Input »
########

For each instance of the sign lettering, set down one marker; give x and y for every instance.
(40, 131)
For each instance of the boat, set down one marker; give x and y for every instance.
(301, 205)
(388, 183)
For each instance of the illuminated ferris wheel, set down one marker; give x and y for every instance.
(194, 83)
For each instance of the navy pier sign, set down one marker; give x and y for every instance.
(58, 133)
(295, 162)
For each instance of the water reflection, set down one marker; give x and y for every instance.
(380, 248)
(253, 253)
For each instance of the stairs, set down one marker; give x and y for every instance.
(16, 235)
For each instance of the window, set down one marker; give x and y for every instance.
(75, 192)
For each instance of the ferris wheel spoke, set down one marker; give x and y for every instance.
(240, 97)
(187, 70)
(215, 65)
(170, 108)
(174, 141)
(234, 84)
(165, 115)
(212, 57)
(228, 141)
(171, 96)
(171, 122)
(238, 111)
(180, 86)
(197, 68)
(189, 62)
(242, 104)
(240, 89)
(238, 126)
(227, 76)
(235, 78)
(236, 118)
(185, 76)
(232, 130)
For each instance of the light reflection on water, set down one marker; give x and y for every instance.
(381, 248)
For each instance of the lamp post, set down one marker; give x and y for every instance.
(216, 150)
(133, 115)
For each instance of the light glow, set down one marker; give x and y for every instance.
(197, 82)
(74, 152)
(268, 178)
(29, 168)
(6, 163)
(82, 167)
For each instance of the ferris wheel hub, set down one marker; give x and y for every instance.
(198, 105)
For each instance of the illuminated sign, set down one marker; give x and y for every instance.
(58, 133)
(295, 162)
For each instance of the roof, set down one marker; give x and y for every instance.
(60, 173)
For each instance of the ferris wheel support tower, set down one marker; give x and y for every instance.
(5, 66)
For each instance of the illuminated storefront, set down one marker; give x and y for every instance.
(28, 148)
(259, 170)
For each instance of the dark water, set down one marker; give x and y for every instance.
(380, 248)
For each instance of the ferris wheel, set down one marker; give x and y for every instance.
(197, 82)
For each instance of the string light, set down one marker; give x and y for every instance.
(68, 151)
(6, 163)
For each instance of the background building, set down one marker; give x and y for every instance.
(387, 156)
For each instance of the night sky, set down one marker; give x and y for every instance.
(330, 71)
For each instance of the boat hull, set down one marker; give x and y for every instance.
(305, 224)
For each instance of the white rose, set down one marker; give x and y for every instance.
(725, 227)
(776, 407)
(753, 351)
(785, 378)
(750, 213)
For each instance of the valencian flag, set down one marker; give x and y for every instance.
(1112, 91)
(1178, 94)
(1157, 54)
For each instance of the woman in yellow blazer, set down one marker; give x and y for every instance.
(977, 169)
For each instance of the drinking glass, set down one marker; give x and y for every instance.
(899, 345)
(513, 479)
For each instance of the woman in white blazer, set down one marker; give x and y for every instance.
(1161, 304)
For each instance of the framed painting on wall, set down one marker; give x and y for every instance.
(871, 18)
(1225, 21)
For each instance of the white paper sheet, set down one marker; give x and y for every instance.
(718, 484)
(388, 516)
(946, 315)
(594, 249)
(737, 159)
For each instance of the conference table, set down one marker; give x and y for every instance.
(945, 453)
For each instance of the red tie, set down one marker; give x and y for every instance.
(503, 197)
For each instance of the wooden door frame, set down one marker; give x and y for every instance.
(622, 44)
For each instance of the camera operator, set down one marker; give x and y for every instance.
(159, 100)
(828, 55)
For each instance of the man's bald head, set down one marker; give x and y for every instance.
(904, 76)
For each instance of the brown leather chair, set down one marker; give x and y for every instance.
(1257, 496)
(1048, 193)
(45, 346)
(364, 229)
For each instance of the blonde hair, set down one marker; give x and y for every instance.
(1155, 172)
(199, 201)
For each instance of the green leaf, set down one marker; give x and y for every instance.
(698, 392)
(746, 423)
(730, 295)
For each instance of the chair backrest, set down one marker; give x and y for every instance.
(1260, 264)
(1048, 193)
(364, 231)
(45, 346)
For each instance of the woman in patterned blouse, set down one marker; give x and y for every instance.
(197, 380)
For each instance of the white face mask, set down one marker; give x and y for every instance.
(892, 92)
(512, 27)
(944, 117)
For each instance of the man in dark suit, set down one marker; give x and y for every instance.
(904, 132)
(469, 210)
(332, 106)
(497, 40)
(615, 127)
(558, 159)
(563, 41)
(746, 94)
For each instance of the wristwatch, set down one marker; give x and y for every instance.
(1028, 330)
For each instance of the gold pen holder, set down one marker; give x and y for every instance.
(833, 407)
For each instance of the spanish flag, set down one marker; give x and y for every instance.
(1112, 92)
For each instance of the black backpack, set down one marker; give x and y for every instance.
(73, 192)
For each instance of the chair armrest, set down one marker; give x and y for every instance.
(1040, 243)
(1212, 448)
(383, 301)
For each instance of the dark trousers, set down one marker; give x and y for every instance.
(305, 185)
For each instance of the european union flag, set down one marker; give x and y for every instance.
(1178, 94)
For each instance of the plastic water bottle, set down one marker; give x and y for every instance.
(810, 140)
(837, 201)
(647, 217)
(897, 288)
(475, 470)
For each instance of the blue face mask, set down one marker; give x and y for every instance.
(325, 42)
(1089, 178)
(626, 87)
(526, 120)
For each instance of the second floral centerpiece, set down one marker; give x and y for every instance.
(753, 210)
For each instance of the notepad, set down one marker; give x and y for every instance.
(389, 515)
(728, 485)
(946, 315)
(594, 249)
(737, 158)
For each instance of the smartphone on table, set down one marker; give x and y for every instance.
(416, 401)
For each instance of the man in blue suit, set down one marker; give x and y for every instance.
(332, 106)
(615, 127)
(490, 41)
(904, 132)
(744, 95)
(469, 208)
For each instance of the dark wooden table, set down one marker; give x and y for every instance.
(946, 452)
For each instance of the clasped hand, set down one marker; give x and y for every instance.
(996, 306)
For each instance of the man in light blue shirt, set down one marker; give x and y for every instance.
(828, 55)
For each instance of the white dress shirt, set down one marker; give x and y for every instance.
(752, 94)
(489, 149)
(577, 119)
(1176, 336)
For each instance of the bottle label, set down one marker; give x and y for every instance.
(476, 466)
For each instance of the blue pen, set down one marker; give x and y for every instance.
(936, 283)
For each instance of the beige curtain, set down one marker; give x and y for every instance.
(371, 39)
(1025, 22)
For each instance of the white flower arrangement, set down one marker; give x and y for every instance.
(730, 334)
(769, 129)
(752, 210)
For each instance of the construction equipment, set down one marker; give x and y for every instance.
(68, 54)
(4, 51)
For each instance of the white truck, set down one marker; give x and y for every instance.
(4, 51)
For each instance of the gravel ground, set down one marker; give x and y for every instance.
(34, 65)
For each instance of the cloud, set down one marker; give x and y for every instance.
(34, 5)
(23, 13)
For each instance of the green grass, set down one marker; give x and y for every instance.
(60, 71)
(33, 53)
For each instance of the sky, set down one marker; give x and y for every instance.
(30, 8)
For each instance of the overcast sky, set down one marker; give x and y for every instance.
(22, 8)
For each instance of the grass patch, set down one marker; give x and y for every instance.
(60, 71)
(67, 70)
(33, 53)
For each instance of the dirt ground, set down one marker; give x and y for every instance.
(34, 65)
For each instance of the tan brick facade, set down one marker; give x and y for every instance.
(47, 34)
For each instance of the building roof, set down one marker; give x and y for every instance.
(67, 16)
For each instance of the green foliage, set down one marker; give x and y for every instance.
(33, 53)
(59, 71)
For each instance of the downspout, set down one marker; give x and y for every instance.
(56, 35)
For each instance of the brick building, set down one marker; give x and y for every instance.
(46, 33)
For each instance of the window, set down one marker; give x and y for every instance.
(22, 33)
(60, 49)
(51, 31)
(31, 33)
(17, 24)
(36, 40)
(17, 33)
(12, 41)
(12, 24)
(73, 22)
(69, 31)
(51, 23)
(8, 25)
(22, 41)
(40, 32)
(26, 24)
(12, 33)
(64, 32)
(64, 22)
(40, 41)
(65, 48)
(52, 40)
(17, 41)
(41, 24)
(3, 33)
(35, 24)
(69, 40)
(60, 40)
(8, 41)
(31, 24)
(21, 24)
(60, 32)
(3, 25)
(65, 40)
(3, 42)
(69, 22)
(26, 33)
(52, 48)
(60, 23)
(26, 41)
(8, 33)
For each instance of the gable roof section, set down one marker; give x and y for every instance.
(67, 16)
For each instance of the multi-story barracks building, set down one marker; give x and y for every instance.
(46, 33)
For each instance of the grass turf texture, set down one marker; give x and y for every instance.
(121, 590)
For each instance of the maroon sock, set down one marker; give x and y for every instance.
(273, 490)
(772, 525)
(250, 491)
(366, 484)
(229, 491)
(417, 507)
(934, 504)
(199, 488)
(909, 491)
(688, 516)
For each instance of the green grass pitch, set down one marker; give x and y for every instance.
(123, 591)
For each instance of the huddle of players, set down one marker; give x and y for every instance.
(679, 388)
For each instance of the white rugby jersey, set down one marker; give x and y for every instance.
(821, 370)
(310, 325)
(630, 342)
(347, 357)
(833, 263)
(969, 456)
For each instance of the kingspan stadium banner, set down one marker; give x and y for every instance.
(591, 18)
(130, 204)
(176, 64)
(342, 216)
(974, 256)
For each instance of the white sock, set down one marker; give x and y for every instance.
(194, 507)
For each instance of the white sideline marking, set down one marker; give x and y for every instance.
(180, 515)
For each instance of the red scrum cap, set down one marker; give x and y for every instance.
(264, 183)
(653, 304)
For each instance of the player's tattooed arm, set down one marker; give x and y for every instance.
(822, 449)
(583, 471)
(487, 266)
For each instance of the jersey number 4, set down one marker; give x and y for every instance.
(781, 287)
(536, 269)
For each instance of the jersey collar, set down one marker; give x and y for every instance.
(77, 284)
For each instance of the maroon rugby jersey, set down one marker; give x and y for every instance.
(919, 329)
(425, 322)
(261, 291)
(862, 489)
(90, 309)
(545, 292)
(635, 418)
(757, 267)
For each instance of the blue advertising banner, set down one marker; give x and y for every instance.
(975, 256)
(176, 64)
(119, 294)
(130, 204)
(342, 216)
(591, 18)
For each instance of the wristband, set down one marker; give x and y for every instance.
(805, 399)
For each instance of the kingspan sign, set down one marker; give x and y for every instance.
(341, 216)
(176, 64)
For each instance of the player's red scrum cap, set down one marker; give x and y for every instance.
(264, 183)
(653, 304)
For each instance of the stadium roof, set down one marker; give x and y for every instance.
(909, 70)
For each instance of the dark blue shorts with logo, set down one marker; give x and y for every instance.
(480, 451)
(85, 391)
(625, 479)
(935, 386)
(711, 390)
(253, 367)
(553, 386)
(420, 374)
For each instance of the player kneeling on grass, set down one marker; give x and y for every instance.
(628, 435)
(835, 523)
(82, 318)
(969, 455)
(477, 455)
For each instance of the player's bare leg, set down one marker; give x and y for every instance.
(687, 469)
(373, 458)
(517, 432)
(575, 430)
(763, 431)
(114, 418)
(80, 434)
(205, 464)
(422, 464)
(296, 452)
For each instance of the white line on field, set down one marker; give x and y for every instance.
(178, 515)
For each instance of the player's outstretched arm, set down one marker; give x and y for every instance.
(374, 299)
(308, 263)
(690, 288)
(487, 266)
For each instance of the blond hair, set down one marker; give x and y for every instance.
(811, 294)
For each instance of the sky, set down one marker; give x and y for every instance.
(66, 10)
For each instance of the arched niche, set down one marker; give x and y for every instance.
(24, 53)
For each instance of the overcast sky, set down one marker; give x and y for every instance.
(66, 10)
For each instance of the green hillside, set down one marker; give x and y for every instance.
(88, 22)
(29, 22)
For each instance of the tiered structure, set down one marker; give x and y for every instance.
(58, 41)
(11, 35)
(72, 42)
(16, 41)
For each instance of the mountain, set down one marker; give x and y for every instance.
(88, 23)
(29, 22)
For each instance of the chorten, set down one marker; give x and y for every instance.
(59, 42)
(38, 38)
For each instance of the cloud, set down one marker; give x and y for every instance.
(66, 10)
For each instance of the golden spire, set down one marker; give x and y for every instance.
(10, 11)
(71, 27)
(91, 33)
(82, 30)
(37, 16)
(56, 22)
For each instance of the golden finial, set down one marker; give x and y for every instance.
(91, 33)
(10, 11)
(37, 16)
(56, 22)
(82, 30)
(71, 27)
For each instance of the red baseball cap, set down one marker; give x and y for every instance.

########

What to do » Repeat exactly, and only, the lines from the line containing "For each instance of the player's outstretched" through the last line of the records above, both included.

Task solution »
For each instance of the player's outstretched arm, set down one marker; give x and y for every instance.
(374, 299)
(308, 263)
(690, 288)
(487, 266)
For each instance of the blond hair, set down one marker; give x and y for every instance.
(811, 294)
For each instance of the sky, set down one marker; give x and y for every instance.
(66, 10)
For each instance of the arched niche, set down one marker; give x and y for every instance.
(24, 53)
For each instance of the overcast sky, set down one marker; give x and y for every instance.
(66, 10)
For each instance of the green hillside, set down one marker; give x and y for every instance.
(88, 22)
(29, 22)
For each instance of the tiered structure, set down one marker; give x and y for every instance.
(58, 41)
(11, 35)
(72, 42)
(16, 41)
For each instance of the mountain, set down one marker; give x and y for every instance.
(88, 23)
(29, 22)
For each instance of the chorten, set down one marker; give x and y for every instance.
(59, 42)
(38, 38)
For each instance of the cloud, set down one marker; give x and y for every instance.
(66, 10)
For each instance of the golden spire, set down one marker; give x and y for every instance.
(10, 11)
(71, 27)
(91, 33)
(82, 30)
(37, 16)
(56, 22)
For each instance of the golden finial, set down one marker; give x and y for every instance.
(91, 33)
(10, 11)
(37, 16)
(56, 22)
(82, 30)
(71, 27)
For each instance of the red baseball cap, set down one marker; give x and y for every instance.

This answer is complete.